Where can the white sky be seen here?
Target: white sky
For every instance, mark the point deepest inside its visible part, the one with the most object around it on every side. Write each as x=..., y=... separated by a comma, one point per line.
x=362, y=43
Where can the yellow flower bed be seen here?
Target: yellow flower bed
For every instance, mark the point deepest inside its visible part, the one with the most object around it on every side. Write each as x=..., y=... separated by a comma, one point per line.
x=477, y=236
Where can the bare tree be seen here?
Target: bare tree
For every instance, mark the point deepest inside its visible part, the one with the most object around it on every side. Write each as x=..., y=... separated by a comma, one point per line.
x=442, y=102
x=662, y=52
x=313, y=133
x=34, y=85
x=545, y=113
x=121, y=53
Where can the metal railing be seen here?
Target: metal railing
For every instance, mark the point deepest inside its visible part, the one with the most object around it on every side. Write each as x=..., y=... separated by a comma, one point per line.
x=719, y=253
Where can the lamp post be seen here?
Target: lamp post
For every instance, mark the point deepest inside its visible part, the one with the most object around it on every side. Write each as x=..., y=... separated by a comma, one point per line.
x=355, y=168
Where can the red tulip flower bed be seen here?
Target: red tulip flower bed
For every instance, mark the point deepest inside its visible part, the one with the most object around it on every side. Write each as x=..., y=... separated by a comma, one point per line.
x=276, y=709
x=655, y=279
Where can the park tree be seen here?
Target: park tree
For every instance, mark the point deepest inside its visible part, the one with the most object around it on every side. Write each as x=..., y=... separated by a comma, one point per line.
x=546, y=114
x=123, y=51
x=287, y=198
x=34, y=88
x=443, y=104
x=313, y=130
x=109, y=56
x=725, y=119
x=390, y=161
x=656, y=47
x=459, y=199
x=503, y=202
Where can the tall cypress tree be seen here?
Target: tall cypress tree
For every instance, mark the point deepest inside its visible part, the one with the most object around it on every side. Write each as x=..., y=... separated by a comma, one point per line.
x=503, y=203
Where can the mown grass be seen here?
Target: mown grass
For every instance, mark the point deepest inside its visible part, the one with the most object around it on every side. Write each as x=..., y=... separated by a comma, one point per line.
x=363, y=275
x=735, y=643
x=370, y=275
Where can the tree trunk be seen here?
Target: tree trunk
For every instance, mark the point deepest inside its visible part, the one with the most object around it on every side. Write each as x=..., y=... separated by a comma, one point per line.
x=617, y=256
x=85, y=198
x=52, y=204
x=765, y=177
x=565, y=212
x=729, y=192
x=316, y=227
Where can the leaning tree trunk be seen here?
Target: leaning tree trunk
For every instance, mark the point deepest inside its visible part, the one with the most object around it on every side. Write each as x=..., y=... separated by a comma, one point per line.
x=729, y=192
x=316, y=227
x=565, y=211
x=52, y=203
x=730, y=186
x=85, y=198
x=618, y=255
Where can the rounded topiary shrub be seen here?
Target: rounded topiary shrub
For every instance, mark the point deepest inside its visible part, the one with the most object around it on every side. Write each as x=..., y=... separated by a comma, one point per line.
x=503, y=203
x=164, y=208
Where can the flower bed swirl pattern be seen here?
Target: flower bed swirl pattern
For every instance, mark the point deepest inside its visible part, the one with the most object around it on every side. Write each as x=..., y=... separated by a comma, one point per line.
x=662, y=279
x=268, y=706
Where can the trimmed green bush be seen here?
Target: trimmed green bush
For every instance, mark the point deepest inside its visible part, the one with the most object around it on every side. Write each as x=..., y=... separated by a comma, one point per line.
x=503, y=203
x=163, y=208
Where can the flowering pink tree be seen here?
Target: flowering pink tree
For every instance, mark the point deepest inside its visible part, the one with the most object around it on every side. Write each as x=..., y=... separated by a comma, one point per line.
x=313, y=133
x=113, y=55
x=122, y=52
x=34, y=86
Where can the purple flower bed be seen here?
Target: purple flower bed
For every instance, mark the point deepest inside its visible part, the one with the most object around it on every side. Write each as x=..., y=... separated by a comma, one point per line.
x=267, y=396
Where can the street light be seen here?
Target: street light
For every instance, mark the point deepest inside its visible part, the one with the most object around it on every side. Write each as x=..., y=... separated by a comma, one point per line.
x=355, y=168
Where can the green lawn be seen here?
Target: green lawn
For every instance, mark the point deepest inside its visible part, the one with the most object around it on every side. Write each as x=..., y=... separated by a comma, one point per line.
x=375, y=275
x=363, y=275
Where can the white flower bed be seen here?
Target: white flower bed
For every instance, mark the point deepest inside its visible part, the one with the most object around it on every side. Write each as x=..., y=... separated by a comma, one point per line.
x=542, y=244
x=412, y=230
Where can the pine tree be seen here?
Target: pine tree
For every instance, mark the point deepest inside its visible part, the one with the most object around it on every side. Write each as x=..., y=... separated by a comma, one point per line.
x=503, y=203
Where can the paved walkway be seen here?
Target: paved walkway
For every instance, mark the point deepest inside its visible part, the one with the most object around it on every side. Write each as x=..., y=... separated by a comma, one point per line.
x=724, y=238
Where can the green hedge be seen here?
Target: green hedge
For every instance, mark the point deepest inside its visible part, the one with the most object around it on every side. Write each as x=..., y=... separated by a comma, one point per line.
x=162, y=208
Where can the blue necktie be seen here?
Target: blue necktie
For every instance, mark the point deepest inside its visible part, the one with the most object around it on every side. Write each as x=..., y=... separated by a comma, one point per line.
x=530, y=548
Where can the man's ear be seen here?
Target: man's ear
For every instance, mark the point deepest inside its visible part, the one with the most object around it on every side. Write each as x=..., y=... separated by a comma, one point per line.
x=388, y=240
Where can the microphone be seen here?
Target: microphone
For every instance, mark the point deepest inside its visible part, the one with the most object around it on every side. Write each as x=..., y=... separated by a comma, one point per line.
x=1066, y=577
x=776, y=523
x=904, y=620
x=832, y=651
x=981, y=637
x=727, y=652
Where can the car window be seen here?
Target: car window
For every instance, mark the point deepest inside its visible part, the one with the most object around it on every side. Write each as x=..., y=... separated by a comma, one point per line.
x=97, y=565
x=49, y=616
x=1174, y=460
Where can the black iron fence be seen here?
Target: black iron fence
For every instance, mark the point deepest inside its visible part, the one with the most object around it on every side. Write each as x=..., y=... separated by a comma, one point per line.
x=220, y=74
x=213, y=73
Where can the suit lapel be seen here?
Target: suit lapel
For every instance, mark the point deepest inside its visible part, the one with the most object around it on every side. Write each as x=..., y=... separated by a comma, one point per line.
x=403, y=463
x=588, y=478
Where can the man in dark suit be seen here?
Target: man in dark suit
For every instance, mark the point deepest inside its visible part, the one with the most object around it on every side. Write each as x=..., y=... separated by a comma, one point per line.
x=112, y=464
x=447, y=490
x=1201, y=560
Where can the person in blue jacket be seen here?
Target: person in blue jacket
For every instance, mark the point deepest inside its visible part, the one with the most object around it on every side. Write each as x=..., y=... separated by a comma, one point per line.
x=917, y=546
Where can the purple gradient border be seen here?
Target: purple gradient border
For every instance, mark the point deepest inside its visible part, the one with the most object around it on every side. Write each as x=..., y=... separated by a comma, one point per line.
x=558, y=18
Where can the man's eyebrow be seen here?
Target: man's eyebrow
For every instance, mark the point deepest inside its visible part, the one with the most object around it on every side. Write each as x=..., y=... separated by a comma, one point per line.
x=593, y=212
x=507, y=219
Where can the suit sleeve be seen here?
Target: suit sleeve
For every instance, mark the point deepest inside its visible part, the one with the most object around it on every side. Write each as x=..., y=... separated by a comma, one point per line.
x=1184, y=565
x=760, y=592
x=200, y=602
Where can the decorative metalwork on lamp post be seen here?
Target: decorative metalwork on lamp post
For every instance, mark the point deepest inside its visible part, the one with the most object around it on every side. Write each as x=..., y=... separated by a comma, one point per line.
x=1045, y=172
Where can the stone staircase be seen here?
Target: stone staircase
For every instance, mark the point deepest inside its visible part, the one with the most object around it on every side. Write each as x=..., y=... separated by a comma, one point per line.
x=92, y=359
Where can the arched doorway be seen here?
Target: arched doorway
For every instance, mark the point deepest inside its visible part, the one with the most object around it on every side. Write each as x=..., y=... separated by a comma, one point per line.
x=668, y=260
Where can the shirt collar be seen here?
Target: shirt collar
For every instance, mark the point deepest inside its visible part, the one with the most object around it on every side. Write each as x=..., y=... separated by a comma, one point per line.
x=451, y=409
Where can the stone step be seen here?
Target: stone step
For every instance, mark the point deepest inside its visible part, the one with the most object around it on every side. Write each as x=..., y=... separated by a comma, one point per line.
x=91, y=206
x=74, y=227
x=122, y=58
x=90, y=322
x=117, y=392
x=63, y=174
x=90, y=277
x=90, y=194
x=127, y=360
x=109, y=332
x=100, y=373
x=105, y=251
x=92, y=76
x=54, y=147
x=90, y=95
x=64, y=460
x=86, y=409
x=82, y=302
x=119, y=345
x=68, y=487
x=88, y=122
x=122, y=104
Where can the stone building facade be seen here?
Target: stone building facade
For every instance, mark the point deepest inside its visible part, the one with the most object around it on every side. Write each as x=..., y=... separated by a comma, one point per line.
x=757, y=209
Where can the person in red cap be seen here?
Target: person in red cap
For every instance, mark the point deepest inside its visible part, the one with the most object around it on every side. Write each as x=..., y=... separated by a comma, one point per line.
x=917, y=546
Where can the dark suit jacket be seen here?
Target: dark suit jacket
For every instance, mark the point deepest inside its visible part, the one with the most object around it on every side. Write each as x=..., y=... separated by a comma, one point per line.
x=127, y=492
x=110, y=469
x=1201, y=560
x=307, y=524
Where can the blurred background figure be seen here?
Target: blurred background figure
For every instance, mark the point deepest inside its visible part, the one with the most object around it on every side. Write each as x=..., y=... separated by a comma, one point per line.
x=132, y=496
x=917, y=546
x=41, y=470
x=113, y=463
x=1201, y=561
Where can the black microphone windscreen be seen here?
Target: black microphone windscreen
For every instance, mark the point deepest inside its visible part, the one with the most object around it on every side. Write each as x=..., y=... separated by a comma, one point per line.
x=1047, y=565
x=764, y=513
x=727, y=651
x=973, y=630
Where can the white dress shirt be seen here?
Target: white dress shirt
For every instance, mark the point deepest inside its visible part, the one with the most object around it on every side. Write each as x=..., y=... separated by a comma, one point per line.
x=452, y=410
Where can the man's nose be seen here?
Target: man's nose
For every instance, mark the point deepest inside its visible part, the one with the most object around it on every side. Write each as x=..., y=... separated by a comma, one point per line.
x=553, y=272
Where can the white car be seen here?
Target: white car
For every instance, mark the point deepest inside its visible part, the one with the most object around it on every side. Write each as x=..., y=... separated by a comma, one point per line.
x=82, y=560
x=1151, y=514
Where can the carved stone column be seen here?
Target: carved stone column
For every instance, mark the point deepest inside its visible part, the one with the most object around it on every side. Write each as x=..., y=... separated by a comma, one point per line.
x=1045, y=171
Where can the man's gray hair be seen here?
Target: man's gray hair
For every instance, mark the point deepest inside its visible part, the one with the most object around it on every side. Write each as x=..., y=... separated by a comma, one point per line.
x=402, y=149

Problem requirements: Nothing but an exact copy of the lines from the first one above through the line holding "Target: yellow flower bed" should be returned.

Solution to this exercise:
Where can the white sky be seen here?
Target: white sky
For every instance, mark the point deepest inside its visible part, the one with the most object around it on every side. Write each as x=..., y=... separated by a comma, one point per line.
x=362, y=43
Where can the yellow flower bed be seen here?
Target: yellow flower bed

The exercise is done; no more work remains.